● What you are asked to do:
Nothing in the records may be changed; retype them in full.

[Records for the exercise — start]

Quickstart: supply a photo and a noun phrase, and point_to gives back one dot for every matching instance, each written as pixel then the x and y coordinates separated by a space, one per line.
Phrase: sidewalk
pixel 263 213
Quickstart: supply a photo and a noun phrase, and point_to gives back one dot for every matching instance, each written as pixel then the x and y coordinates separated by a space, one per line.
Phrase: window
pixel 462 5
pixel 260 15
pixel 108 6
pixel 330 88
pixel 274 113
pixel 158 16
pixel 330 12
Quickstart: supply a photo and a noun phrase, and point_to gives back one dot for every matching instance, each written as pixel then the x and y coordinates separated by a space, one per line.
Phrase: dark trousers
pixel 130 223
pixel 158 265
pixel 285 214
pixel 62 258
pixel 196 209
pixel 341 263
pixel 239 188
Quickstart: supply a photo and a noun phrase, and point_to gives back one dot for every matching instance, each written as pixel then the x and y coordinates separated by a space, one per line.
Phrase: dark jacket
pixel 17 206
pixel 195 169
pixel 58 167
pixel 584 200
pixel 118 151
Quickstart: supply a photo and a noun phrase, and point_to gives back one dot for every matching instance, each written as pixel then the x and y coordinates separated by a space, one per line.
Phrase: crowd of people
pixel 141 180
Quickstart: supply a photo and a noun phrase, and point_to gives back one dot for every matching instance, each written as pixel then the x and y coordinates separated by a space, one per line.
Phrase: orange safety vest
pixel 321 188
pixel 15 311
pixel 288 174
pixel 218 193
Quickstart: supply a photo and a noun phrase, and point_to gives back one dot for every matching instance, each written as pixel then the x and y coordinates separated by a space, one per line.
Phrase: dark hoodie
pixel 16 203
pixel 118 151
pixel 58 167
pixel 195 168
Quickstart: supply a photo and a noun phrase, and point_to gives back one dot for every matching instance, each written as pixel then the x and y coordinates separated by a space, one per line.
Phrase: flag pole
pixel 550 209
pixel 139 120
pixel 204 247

[Records for the exercise — finish]

● Task response:
Quickstart: supply a photo and a noun phrase, and point_to gives back one dot for every matching instance, each written as pixel then the x and y coordinates separated by a space, one per line.
Phrase: sidewalk
pixel 263 213
Quickstart: supply a photo and a noun phrase, and point_to gives back one dot for every matching instance, each written as pixel then the x and y coordinates separated by a space, one per line.
Phrase: window
pixel 462 5
pixel 260 15
pixel 108 6
pixel 330 88
pixel 274 113
pixel 158 16
pixel 330 12
Quickstart: supply a photo and a noun phrase, and point_to gives back one dot for every matching instance, each written as pixel then the x and y coordinates separated by a space, one per line.
Phrase: dark trousers
pixel 130 223
pixel 158 265
pixel 285 214
pixel 62 258
pixel 196 209
pixel 341 263
pixel 239 188
Quickstart: supply a photo and a noun phrase, and point_to gives back one dot for every matching instance, each written as pixel then the x and y coordinates separated by a space, one per line.
Phrase: dark jacket
pixel 17 206
pixel 195 169
pixel 58 167
pixel 584 200
pixel 118 151
Quickstart: supply a photo and a noun phrase, and point_to gives back one dot for every matching instance, each written as pixel then the x and y coordinates separated by a space, one per line.
Phrase: crowd of people
pixel 141 180
Quickstart: supply a photo and a noun phrase, and point_to gives back one dot for every matching instance, each written as pixel then the x and y coordinates separated by a space, one per line.
Phrase: orange safety vest
pixel 321 188
pixel 15 311
pixel 288 174
pixel 218 193
Quickstart: supply a photo and a noun phrase, and point_to gives back one dot for every matching instance, each written as pixel then the x and y coordinates separated by a space, one per line.
Phrase: dark hoodie
pixel 16 203
pixel 118 151
pixel 58 167
pixel 195 168
Quickstart: supply a photo and a noun phrase, and point_to gives back one dot for every matching instance, each written as pixel then the x and y coordinates separated by a space, one per line.
Phrase: flag pole
pixel 550 209
pixel 139 120
pixel 204 247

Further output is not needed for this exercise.